:: What you should do ::
Set down each record exactly as written.

:: Provided records ::
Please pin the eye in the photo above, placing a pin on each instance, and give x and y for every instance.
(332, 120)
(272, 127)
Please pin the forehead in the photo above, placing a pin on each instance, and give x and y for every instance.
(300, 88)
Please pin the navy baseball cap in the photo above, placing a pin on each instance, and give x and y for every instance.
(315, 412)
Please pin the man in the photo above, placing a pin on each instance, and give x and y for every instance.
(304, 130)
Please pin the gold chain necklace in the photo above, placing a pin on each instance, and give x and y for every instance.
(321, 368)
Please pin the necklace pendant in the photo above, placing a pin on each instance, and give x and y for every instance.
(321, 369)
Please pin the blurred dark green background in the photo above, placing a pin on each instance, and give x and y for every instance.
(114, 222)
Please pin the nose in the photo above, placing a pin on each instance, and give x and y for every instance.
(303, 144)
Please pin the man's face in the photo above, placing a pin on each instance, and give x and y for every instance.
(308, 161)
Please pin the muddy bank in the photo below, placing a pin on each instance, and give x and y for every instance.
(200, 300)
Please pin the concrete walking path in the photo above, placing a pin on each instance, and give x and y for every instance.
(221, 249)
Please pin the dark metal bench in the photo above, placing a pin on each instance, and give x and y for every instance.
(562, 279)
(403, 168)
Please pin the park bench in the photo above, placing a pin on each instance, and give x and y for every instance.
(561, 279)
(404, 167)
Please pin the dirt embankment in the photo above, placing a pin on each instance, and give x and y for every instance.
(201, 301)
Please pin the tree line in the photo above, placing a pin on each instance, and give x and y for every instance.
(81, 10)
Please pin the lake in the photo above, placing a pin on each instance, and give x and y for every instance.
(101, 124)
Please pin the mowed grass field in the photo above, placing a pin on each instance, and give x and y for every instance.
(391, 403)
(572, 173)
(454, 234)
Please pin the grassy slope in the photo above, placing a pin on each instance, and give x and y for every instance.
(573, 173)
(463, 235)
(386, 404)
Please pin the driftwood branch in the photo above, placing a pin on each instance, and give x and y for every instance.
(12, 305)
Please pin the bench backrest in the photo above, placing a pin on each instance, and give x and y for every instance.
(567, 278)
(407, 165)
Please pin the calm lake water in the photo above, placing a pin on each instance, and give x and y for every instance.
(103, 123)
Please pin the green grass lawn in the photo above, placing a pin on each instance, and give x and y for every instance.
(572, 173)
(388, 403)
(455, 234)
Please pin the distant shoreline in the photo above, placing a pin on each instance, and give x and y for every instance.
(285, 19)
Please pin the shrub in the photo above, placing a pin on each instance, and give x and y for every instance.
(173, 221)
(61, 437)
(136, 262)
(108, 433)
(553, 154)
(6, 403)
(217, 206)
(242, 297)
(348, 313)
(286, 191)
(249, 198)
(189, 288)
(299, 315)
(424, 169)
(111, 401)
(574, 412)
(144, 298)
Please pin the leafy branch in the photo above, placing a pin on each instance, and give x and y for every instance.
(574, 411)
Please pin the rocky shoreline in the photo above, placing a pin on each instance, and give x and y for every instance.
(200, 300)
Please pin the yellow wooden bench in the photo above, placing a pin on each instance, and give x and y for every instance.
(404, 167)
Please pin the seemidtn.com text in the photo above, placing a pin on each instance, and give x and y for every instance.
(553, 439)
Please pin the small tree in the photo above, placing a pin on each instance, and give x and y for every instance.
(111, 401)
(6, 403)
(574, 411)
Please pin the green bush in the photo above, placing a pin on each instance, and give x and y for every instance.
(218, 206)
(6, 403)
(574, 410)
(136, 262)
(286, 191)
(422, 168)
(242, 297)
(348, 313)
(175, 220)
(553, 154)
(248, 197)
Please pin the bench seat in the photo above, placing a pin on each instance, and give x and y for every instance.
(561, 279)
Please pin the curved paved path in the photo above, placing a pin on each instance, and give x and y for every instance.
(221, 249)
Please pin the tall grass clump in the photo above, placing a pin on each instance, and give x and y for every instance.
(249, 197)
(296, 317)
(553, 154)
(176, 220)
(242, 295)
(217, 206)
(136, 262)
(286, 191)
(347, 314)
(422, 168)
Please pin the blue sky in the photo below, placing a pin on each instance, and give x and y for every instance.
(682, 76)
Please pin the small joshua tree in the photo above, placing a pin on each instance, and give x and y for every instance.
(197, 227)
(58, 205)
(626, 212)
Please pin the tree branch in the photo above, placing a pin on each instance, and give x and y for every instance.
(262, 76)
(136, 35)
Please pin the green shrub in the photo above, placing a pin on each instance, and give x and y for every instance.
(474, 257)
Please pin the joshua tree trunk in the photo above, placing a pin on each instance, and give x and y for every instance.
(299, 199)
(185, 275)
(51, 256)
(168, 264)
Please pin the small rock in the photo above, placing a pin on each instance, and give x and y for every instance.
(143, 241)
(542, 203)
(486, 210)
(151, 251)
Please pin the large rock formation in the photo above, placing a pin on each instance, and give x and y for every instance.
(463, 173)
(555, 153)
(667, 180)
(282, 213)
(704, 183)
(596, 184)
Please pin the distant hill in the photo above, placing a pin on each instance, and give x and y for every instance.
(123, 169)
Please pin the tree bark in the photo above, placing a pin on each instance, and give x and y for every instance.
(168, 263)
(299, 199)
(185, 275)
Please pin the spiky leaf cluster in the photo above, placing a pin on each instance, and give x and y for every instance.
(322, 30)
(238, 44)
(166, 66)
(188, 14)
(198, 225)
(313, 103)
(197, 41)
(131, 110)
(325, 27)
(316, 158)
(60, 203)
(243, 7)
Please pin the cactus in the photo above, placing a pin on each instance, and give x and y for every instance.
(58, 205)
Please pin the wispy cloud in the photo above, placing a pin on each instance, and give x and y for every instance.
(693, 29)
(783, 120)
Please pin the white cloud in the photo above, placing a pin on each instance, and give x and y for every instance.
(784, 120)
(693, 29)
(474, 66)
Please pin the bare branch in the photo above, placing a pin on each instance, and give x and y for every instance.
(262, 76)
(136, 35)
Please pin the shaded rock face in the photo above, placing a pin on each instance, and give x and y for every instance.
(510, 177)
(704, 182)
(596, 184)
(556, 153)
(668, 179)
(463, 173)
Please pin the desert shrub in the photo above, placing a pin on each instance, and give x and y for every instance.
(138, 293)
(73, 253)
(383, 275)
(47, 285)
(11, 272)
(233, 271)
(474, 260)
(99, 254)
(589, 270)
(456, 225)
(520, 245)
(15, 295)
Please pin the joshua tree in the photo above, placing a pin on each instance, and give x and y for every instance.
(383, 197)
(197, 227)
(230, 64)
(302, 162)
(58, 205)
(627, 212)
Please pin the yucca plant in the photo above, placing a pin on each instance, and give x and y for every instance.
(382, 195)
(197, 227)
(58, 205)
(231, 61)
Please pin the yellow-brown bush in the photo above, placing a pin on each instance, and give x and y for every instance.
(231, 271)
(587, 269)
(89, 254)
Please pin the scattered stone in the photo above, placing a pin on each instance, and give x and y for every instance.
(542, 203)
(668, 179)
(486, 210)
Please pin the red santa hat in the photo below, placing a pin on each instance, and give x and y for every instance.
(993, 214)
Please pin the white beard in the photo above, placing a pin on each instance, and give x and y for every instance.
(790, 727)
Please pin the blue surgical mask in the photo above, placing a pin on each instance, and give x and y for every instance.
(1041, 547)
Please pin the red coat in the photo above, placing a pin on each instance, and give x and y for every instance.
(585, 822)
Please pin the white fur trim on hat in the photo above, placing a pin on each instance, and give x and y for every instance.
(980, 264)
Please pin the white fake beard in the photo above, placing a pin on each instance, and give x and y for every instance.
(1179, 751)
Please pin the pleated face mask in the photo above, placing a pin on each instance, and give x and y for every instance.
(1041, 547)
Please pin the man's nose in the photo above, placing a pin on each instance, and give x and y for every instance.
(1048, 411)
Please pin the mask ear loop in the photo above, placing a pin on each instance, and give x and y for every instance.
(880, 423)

:: Solution to this problem ::
Please pin the eye in the photo above, placing a pin on each instance, and give x and y for every instance.
(332, 120)
(272, 127)
Please pin the forehead in the photo above, placing a pin on each instance, and give x and y for every instance.
(300, 88)
Please pin the navy baseball cap in the photo above, placing a pin on each instance, and give x and y for every instance.
(315, 412)
Please pin the man in the photo above, placing a pin on each instance, and give x and y for every instance.
(304, 130)
Please pin the gold chain necklace in the photo above, placing a pin on each instance, and give x and y for every instance.
(321, 368)
Please pin the necklace pendant in the photo above, placing a pin on each instance, and give x and y for every instance.
(321, 369)
Please pin the blurred dark green background in the photo above, placing a pin on each instance, and give x and y for every instance.
(114, 222)
Please pin the nose in the photo above, placing a pin on each instance, and give x and y for every instance.
(303, 144)
Please pin the man's face in the photo above, placing a pin on each instance, and give x and y for every instance.
(308, 161)
Please pin the muddy bank in the photo below, placing a pin on each instance, and give x and y for every instance.
(200, 300)
Please pin the concrete walking path in the photo above, placing a pin on each instance, and give x and y for every instance.
(221, 249)
Please pin the dark metal bench in the photo above, placing a pin on each instance, and give x and y for every instance.
(562, 279)
(403, 168)
Please pin the park bench in the photo above, placing a pin on each instance, and give x and y for every instance.
(561, 279)
(404, 167)
Please pin the dirt embankment in the photo above, placing a pin on each instance, and give x and y for every instance.
(201, 301)
Please pin the tree line in the photo above, placing a pin on each instance, and give x and y for every instance.
(81, 10)
Please pin the lake in the photo above, placing a pin on each instance, and give x and y for every instance.
(101, 124)
Please pin the mowed grass field in the photo above, placing a pin on each instance, and give x and y for every instance.
(391, 403)
(572, 173)
(454, 234)
Please pin the grassy slope in the photo above, placing a pin on each instance, and give x and y for every instance.
(573, 173)
(463, 235)
(386, 404)
Please pin the driftwood branch in the photo above, placing a pin on each instance, and give x and y for every instance.
(12, 305)
Please pin the bench backrest in the photo above, placing a pin on each instance, and give x and y for every instance.
(567, 278)
(407, 165)
Please pin the calm lake water in the photo above, placing a pin on each instance, and give x and y for every instance.
(103, 123)
Please pin the green grass lawn in the photo above, placing a pin on each instance, and give x and y for every instance.
(572, 173)
(388, 403)
(455, 234)
Please pin the distant shoreline in the photo above, placing a pin on each instance, and give x and y for every instance.
(285, 19)
Please pin the shrub in the photo above, placing a pin on each instance, and give x and y for every instance.
(173, 221)
(61, 437)
(136, 262)
(108, 433)
(553, 154)
(6, 403)
(217, 206)
(242, 297)
(348, 313)
(286, 191)
(249, 198)
(189, 288)
(299, 315)
(424, 169)
(111, 401)
(574, 412)
(144, 298)
Please pin the leafy branch in the photo above, placing a pin on each instance, and give x and y for every instance.
(574, 411)
Please pin the rocky shoreline in the photo above, placing a pin on each instance, and give x and y for every instance.
(200, 300)
Please pin the yellow wooden bench in the photo above, placing a pin on each instance, and give x and y for every instance.
(404, 167)
Please pin the seemidtn.com text in the photo above, placing a pin on each instance, and give x and y for every instance.
(553, 439)
Please pin the small tree in the photo above, placing a pin on each instance, and give x and y for every instance.
(111, 401)
(6, 403)
(574, 411)
Please pin the green bush in the photo above, placing a pin on each instance, and give x and y for every instance.
(218, 206)
(6, 403)
(574, 410)
(136, 262)
(286, 191)
(422, 168)
(242, 297)
(348, 313)
(175, 220)
(553, 154)
(248, 197)
Please pin the bench seat in the photo above, placing a pin on each instance, and give x and y for every instance.
(561, 279)
Please pin the curved paved path in the photo above, placing a pin on each instance, and give x and y for every instance.
(221, 249)
Please pin the tall grass clump in the photo above, placing a pin on each instance, and give x and y for every instance.
(249, 197)
(296, 317)
(553, 154)
(176, 220)
(242, 295)
(217, 206)
(136, 262)
(286, 191)
(347, 314)
(422, 168)
Please pin the blue sky in the photo below, placing a pin on each instance, and give x and y for every instance.
(682, 76)
Please pin the small joshua tree in the photo above, placing a pin on each instance, and give x and y for every instance.
(197, 227)
(58, 205)
(626, 212)
Please pin the tree branch in the photo above, placing a pin on each instance, and give x and y for every instance.
(262, 76)
(136, 35)
Please pin the green shrub in the photo above, placing a pin on each instance, and give x and y for every instance.
(474, 257)
Please pin the joshua tree trunk in the photo above, placing a pin on each instance, and give x and y for every instance.
(299, 199)
(185, 275)
(51, 256)
(168, 264)
Please pin the small rock in the photo above, placing a pin on each instance, and give x and y for every instance.
(143, 241)
(542, 203)
(486, 210)
(151, 251)
Please pin the large rock formation in the photo above, placing a pin on each instance, and give x and y for every instance.
(463, 173)
(555, 153)
(667, 180)
(282, 213)
(704, 183)
(596, 184)
Please pin the distant hill in the photo above, placing a pin on each instance, and give x and y for every instance.
(123, 169)
Please pin the tree bark in the photo above, placing a pin on each instance, and give x and y for every instance.
(168, 263)
(299, 199)
(185, 275)
Please pin the spiky leaf cluster in the photo above, placing a pin on each instance, and give x and y for every instance.
(322, 30)
(238, 44)
(166, 66)
(188, 14)
(198, 225)
(313, 103)
(197, 41)
(131, 110)
(325, 27)
(316, 158)
(60, 203)
(243, 7)
Please pin the cactus in the photo above, placing a pin on each instance, and give x and y for every instance.
(58, 205)
Please pin the wispy cloud in the photo above, placing a pin on each instance, and give x and y for every instance.
(693, 29)
(783, 120)
Please pin the white cloud in the photo above, placing a pin on each instance, and give x and y for every instance.
(784, 120)
(693, 29)
(474, 66)
Please pin the bare branch in the photo above, placing a pin on each instance, and give x and y for every instance.
(262, 76)
(136, 35)
Please pin the shaded rock face in the photo above, placing a pin on each instance, and give x and y for every instance.
(510, 177)
(704, 182)
(596, 184)
(556, 153)
(668, 179)
(463, 173)
Please pin the desert shrub in the photo above, placing a pin on each instance, and give x and y for every instance.
(138, 293)
(73, 253)
(383, 275)
(47, 285)
(11, 272)
(233, 271)
(474, 260)
(99, 254)
(589, 270)
(456, 225)
(520, 245)
(15, 295)
Please pin the joshua tree in the photo above, placing a pin on each instance, and give x and y for every instance.
(383, 197)
(197, 227)
(230, 64)
(302, 162)
(58, 205)
(627, 212)
Please pin the yucca plant in the photo above, placing a pin on each instance, and give x and y for every instance.
(382, 195)
(197, 227)
(58, 205)
(231, 61)
Please pin the yellow-brown bush in the photo above, placing a pin on each instance, and give x and y for every instance.
(231, 271)
(587, 269)
(89, 254)
Please pin the scattered stone in the photo above, placing a pin on each instance, and give x and y for every instance.
(542, 203)
(668, 179)
(486, 210)
Please pin the red santa hat in the photo below, placing a pin on each instance, and give x and y for every instance.
(993, 214)
Please pin the white beard in the photo above, placing a pin on each instance, and give x and y for every instance.
(790, 727)
Please pin the blue surgical mask in the photo above, placing a pin on each instance, and give x and y for every instance.
(1041, 547)
Please pin the red coat in the photo above, placing a pin on each instance, and give x and y for every instance.
(585, 822)
Please pin the white fur trim on hat in the photo above, placing a pin on each instance, and give x and y for every instance.
(980, 264)
Please pin the white fake beard in the photo above, placing a pin on each instance, and give x and y for every instance.
(1179, 751)
Please pin the pleated face mask in the photo above, placing a pin on each instance, and give x and y for every instance.
(1041, 547)
Please pin the man's nose in the photo above, placing a pin on each instance, and give x and y for every instance.
(1048, 411)
Please pin the mask ear loop in the photo above, placing a pin on each instance, and give x and y for every instance.
(880, 423)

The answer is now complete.